-- INPUT --
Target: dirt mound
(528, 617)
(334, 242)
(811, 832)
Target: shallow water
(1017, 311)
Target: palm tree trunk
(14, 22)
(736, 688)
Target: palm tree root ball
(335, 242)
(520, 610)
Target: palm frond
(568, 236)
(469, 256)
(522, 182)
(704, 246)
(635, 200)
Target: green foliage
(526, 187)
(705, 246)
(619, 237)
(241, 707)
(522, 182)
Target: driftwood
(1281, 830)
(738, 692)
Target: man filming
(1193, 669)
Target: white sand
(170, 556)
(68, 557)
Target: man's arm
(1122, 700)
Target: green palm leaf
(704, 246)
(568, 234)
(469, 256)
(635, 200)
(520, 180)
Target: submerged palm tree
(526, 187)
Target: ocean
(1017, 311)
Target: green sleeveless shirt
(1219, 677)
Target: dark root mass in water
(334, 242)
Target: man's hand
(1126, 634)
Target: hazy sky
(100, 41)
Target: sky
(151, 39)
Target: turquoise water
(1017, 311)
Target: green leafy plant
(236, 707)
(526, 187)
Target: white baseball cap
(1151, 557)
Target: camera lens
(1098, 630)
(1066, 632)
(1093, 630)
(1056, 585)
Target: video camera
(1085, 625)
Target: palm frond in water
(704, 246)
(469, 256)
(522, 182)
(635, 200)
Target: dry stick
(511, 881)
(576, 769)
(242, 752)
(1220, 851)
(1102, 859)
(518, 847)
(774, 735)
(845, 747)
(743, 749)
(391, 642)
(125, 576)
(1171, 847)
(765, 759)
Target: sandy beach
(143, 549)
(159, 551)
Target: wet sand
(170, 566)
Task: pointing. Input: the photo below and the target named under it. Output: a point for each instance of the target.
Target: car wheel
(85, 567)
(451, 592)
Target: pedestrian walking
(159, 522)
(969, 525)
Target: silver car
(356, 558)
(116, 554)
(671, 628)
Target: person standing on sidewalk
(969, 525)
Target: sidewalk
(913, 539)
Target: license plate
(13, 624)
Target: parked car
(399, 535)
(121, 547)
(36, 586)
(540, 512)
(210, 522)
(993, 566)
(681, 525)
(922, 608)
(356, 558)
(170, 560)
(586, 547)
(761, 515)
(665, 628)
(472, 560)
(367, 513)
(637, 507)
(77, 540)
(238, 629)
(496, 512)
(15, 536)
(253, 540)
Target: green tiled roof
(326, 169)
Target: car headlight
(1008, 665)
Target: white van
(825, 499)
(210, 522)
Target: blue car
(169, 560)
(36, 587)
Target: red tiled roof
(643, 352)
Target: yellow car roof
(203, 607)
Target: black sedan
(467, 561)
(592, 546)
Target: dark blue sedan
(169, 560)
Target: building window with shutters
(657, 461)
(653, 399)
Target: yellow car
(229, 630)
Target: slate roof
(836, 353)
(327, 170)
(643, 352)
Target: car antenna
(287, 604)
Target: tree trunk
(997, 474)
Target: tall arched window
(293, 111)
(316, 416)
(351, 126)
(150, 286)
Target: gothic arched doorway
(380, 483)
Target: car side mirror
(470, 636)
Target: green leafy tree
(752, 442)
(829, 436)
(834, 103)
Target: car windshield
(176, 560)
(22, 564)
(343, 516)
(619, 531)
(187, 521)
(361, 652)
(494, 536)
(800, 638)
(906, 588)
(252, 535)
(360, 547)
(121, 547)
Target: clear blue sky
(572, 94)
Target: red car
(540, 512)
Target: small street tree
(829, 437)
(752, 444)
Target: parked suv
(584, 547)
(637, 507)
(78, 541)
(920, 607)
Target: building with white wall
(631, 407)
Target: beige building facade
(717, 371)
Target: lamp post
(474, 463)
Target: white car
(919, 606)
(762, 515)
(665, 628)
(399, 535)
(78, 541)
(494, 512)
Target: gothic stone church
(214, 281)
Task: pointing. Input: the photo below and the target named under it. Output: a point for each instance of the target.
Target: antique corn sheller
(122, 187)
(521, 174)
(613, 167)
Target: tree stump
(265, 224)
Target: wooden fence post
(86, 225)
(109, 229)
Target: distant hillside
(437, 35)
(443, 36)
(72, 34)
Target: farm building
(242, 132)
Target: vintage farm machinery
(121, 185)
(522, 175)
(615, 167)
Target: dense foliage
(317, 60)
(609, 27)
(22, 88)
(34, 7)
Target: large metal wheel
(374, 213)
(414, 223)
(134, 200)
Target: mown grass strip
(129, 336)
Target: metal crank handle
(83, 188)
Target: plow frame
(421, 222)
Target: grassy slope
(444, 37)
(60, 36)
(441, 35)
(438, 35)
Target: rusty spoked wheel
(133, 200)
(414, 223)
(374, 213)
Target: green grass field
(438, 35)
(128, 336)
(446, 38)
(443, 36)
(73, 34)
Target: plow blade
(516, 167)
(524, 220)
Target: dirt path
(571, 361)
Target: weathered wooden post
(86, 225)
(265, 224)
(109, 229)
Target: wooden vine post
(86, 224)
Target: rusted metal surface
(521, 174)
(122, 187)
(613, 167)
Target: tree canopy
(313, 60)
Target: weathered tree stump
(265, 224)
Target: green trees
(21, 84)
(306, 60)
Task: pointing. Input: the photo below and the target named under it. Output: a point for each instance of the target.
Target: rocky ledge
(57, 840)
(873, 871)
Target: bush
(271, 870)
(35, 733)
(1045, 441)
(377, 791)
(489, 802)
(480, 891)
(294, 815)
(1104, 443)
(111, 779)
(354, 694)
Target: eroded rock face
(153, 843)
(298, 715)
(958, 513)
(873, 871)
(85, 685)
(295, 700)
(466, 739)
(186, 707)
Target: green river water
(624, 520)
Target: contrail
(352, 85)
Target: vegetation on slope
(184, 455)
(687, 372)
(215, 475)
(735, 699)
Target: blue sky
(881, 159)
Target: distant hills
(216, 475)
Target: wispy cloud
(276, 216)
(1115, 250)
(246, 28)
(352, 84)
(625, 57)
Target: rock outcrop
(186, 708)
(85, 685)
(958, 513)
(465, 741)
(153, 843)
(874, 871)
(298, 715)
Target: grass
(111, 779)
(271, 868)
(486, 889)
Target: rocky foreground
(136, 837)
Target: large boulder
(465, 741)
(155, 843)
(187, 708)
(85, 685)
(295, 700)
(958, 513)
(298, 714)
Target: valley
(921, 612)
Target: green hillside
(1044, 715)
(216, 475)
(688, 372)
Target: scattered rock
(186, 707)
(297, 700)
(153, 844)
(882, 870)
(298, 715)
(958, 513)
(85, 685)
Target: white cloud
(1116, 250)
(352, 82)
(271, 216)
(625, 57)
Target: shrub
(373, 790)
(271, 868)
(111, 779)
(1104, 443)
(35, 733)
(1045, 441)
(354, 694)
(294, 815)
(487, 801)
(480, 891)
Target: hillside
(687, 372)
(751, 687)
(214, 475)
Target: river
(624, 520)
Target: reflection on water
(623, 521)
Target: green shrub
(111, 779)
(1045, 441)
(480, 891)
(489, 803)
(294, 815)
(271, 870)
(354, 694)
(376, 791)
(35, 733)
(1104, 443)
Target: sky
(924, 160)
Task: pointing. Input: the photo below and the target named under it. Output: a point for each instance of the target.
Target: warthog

-- PROBLEM TO WORK ON --
Copy the records above exactly, leaving nothing out.

-- COMPLETED TASK --
Target: dirt mound
(528, 617)
(334, 242)
(811, 832)
Target: shallow water
(1017, 311)
Target: palm tree trunk
(14, 22)
(736, 688)
Target: palm tree root ball
(335, 242)
(520, 610)
Target: palm frond
(568, 236)
(469, 256)
(522, 182)
(704, 246)
(635, 200)
Target: green foliage
(526, 187)
(705, 246)
(619, 237)
(241, 707)
(522, 182)
Target: driftwood
(1281, 830)
(738, 692)
Target: man filming
(1193, 669)
Target: white sand
(170, 556)
(68, 557)
Target: man's arm
(1122, 700)
Target: green palm leaf
(704, 246)
(568, 234)
(469, 256)
(635, 200)
(520, 180)
Target: submerged palm tree
(526, 187)
Target: ocean
(1017, 311)
Target: green sleeveless shirt
(1219, 677)
Target: dark root mass in water
(334, 242)
Target: man's hand
(1126, 634)
Target: hazy sky
(100, 41)
Target: sky
(151, 39)
Target: turquoise water
(1017, 311)
Target: green leafy plant
(236, 707)
(526, 187)
Target: white baseball cap
(1151, 557)
Target: camera lens
(1098, 630)
(1066, 632)
(1093, 630)
(1056, 585)
Target: video camera
(1085, 625)
Target: palm frond in water
(704, 246)
(469, 256)
(522, 182)
(635, 200)
Target: dry stick
(511, 881)
(576, 769)
(242, 752)
(1220, 851)
(1102, 859)
(518, 847)
(774, 735)
(845, 747)
(743, 749)
(391, 642)
(125, 576)
(1171, 847)
(765, 759)
Target: sandy beach
(143, 549)
(159, 551)
Target: wet sand
(170, 566)
Task: pointing. Input: the photo below and the target named under it. Output: a point for each instance of the target.
Target: car wheel
(85, 567)
(451, 592)
Target: pedestrian walking
(159, 522)
(969, 525)
Target: silver car
(356, 558)
(116, 554)
(671, 628)
Target: person standing on sidewalk
(969, 525)
Target: sidewalk
(913, 539)
Target: license plate
(13, 624)
Target: parked car
(399, 535)
(121, 547)
(36, 586)
(540, 512)
(210, 522)
(993, 566)
(681, 525)
(922, 608)
(356, 558)
(170, 560)
(586, 547)
(761, 515)
(665, 628)
(472, 560)
(367, 513)
(637, 507)
(77, 540)
(238, 629)
(496, 512)
(15, 536)
(253, 540)
Target: green tiled roof
(326, 169)
Target: car headlight
(1008, 665)
Target: white van
(825, 499)
(210, 522)
Target: blue car
(169, 560)
(36, 587)
Target: red tiled roof
(643, 352)
Target: yellow car roof
(203, 607)
Target: black sedan
(467, 561)
(592, 546)
Target: dark blue sedan
(169, 560)
Target: building window with shutters
(657, 461)
(653, 399)
Target: yellow car
(229, 630)
Target: slate roof
(836, 353)
(327, 170)
(643, 352)
Target: car antenna
(287, 604)
Target: tree trunk
(997, 474)
Target: tall arched window
(293, 111)
(316, 416)
(351, 126)
(150, 286)
Target: gothic arched doorway
(380, 483)
Target: car side mirror
(470, 636)
Target: green leafy tree
(752, 442)
(829, 436)
(834, 103)
Target: car windshield
(176, 560)
(22, 564)
(343, 516)
(619, 531)
(187, 521)
(361, 652)
(494, 536)
(800, 638)
(906, 588)
(252, 535)
(360, 547)
(121, 547)
Target: clear blue sky
(572, 94)
Target: red car
(540, 512)
Target: small street tree
(829, 437)
(752, 444)
Target: parked suv
(584, 547)
(637, 507)
(78, 541)
(920, 607)
Target: building with white wall
(631, 407)
Target: beige building facade
(717, 371)
Target: lamp post
(474, 463)
Target: white car
(919, 606)
(762, 515)
(665, 628)
(399, 535)
(78, 541)
(494, 512)
Target: gothic stone church
(214, 281)
Task: pointing. Input: the photo below and the target named under it. Output: a point for each instance of the target.
Target: antique corn sheller
(122, 187)
(521, 174)
(613, 167)
Target: tree stump
(265, 224)
Target: wooden fence post
(86, 225)
(109, 229)
Target: distant hillside
(437, 35)
(443, 36)
(72, 34)
Target: farm building
(242, 132)
Target: vintage farm machinery
(121, 185)
(522, 175)
(615, 167)
Target: dense foliage
(317, 60)
(609, 27)
(22, 88)
(34, 7)
Target: large metal wheel
(374, 213)
(414, 223)
(134, 200)
Target: mown grass strip
(129, 336)
Target: metal crank handle
(83, 188)
Target: plow frame
(421, 222)
Target: grassy slope
(444, 37)
(60, 36)
(441, 35)
(438, 35)
Target: rusty spoked wheel
(133, 200)
(414, 223)
(374, 213)
Target: green grass field
(438, 35)
(128, 336)
(446, 38)
(443, 36)
(73, 34)
Target: plow blade
(516, 167)
(524, 220)
Target: dirt path
(571, 361)
Target: weathered wooden post
(86, 225)
(265, 224)
(109, 229)
Target: wooden vine post
(86, 224)
Target: rusted metal surface
(521, 174)
(122, 187)
(613, 167)
Target: tree canopy
(313, 60)
Target: weathered tree stump
(265, 224)
Target: green trees
(21, 84)
(306, 60)
Task: pointing. Input: the photo below and the target named under it. Output: a point for each instance of the target.
Target: rocky ledge
(57, 840)
(873, 871)
Target: bush
(271, 870)
(35, 733)
(1045, 441)
(377, 791)
(489, 802)
(480, 891)
(294, 815)
(1104, 443)
(111, 779)
(354, 694)
Target: eroded rock face
(153, 843)
(298, 715)
(958, 513)
(873, 871)
(85, 685)
(295, 700)
(466, 739)
(186, 707)
Target: green river water
(624, 520)
Target: contrail
(352, 85)
Target: vegetation on slope
(184, 455)
(687, 372)
(215, 475)
(735, 699)
Target: blue sky
(881, 159)
Target: distant hills
(216, 475)
Target: wispy cloud
(276, 216)
(1115, 250)
(246, 28)
(352, 84)
(625, 57)
Target: rock outcrop
(186, 708)
(85, 685)
(958, 513)
(465, 741)
(153, 843)
(874, 871)
(298, 715)
Target: grass
(111, 779)
(271, 868)
(486, 889)
Target: rocky foreground
(136, 837)
Target: large boulder
(465, 741)
(155, 843)
(187, 708)
(85, 685)
(295, 700)
(958, 513)
(298, 714)
Target: valley
(921, 612)
Target: green hillside
(1044, 715)
(216, 475)
(688, 372)
Target: scattered rock
(186, 707)
(297, 700)
(153, 844)
(882, 870)
(298, 715)
(958, 513)
(85, 685)
Target: white cloud
(1116, 250)
(352, 82)
(271, 216)
(625, 57)
Target: shrub
(373, 790)
(271, 868)
(111, 779)
(1104, 443)
(35, 733)
(1045, 441)
(354, 694)
(294, 815)
(487, 801)
(480, 891)
Target: hillside
(687, 372)
(751, 687)
(214, 475)
Target: river
(624, 520)
Target: reflection on water
(623, 521)
Target: green shrub
(111, 779)
(1045, 441)
(480, 891)
(489, 803)
(294, 815)
(271, 870)
(354, 694)
(376, 791)
(35, 733)
(1104, 443)
Target: sky
(924, 160)
Task: pointing. Input: the photo below and the target named under it. Output: a point for each instance of the target.
Target: warthog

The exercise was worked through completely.